**What you should do:** Word for word, give the material below again, minus any images.

---------- Records to use

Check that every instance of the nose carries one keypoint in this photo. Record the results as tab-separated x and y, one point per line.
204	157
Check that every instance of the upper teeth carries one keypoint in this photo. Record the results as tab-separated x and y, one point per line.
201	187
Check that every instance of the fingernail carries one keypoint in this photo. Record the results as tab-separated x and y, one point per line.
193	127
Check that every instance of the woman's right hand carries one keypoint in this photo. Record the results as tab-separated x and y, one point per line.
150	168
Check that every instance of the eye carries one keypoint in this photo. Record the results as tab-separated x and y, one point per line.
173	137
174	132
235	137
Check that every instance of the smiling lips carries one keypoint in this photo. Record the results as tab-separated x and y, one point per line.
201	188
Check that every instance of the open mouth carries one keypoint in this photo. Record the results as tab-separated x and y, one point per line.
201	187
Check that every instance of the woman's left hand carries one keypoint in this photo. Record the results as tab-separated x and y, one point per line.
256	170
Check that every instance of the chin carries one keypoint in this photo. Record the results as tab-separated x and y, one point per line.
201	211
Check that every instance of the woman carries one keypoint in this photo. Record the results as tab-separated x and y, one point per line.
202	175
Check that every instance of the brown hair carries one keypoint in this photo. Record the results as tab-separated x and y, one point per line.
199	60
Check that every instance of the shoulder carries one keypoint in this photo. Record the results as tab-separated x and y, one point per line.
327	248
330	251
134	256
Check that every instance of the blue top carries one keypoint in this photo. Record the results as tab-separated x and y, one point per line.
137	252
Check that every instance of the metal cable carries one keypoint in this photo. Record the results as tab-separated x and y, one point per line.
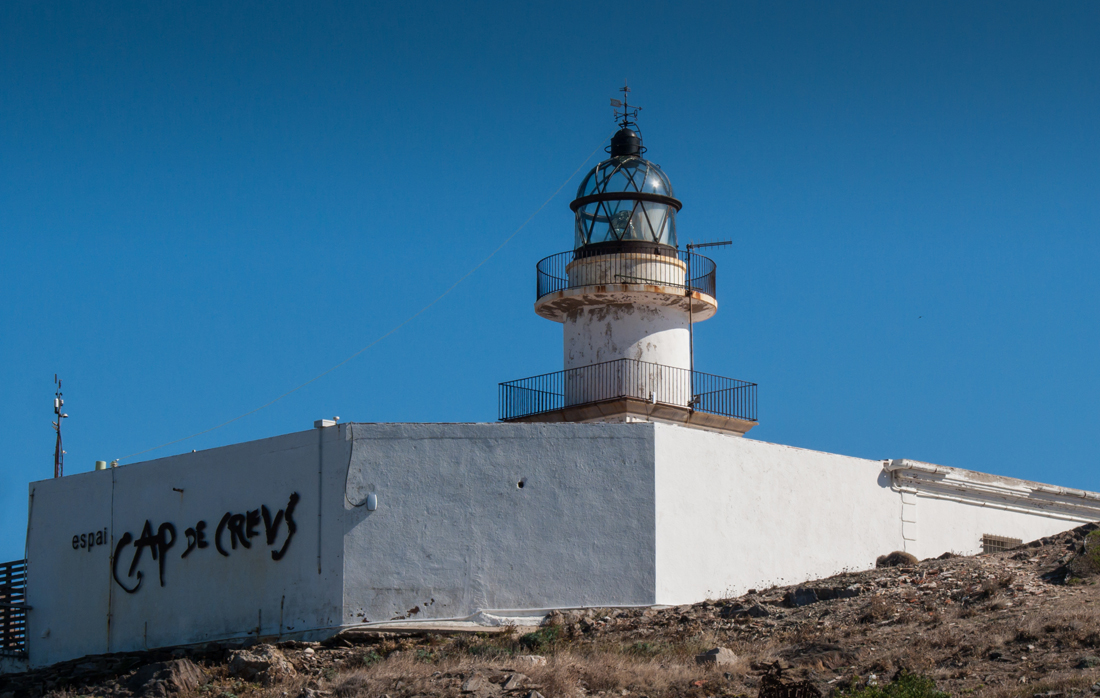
395	329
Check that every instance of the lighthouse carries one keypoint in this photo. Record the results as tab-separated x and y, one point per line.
628	299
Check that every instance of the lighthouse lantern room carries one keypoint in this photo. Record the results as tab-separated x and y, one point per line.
628	299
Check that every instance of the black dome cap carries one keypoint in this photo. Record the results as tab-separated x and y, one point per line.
626	142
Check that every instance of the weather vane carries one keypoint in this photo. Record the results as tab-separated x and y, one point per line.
58	452
629	113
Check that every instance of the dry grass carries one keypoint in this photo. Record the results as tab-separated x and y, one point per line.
564	674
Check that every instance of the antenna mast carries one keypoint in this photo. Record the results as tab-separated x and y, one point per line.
629	114
58	452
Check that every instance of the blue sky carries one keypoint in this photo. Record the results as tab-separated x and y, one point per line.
206	205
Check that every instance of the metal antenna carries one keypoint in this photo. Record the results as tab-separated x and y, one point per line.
629	113
58	453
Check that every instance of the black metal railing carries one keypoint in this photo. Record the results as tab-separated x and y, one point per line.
13	608
628	378
693	272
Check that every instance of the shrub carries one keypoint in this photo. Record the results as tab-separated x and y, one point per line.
541	640
904	685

--------------------

**Task solution:**
Check that every instance of the nose carries one keypoint in this photo. Record the results as tab-separated x and y, one point per line.
204	157
Check that every instance of the upper teeth carries one keypoint in this photo. Record the results as tab-separated x and y, one point per line.
201	187
Check that every instance of the fingernail carries one keypoint in this photo. Record the results as tab-separated x and y, one point per line.
193	127
Check that every instance of the woman's right hand carries one keypoint in this photo. Record the results as tab-separated x and y, one point per line.
150	168
Check that every instance of the eye carries one keypoint in this photo. Record the results as tab-separated x and y, one point per line.
173	137
174	132
235	137
Check that every instance of the smiling lips carries one keypoint in this photo. Record the results as tab-separated x and y, one point per line.
201	188
Check that every instance of the open mouth carries one keypoint in this photo. Record the results as tab-separated x and y, one point per line.
201	187
Check that every instance of the woman's left hand carries one keypoint in this photo. Record the results as tab-separated x and y, one point per line.
256	170
Check that every instance of the chin carries one keypoint in this photo. Record the results as tab-separated x and y, one point per line.
201	211
Check that every instance of the woman carries one keypoint in this photo. Record the results as tab-separated x and y, one point per line.
202	175
Check that every instance of the brown hair carries one keypoint in this photo. Record the results as tab-separated x and y, one point per line.
199	60
Check that every instance of the shoulder carries one keypoint in this photo. Record the results as tab-separated x and y, one point per line.
327	248
330	251
134	256
Check that every instance of the blue top carries one keypoint in this photo. Record the results as tab-separated x and y, one point per line.
137	252
Check that every instance of the metal cable carries one keypoint in this photo. Record the results as tab-separated x and y, one point per line.
395	329
Check that every instance of the lighthouse carries one keypoint in this photo. Record the results as tab-separated x and y, one point per line.
628	299
Check that every instance of the lighthouse lantern room carries one keypoint in this photo. Record the results as tab-separated x and y, one point per line.
628	299
Check that every instance of the black dome cap carries one keypoint in this photo. Record the results as tab-separated x and y, one point per line.
626	142
Check that every instance of the weather vane carries one keypoint in this photo. Record the results as tab-separated x and y, one point per line.
58	452
629	113
Check that every instance of the dry grass carries one keypoint in this photo. Record the results as tab-separated x and y, one point per line.
564	674
Check that every instance of the antenna mast carries one keypoint in this photo. Record the results as tab-separated x and y, one point per line.
629	114
58	452
Check that every instance of the blue sky carries one keypoint in this photo. Record the results as tab-separated x and y, one point per line.
206	205
Check that every instance of the metal antenna carries one keypoint in this photo. Record the results as tab-separated x and y, one point per line.
629	113
58	453
Check that every instance of the black metal railing carries one keypoint in this photo. Record the results as tab-separated x and y, one point per line.
13	608
628	378
693	272
Check that every instance of the shrub carries one keypoint in this photo. Record the results as tab-separated x and y, one point per line.
541	640
904	685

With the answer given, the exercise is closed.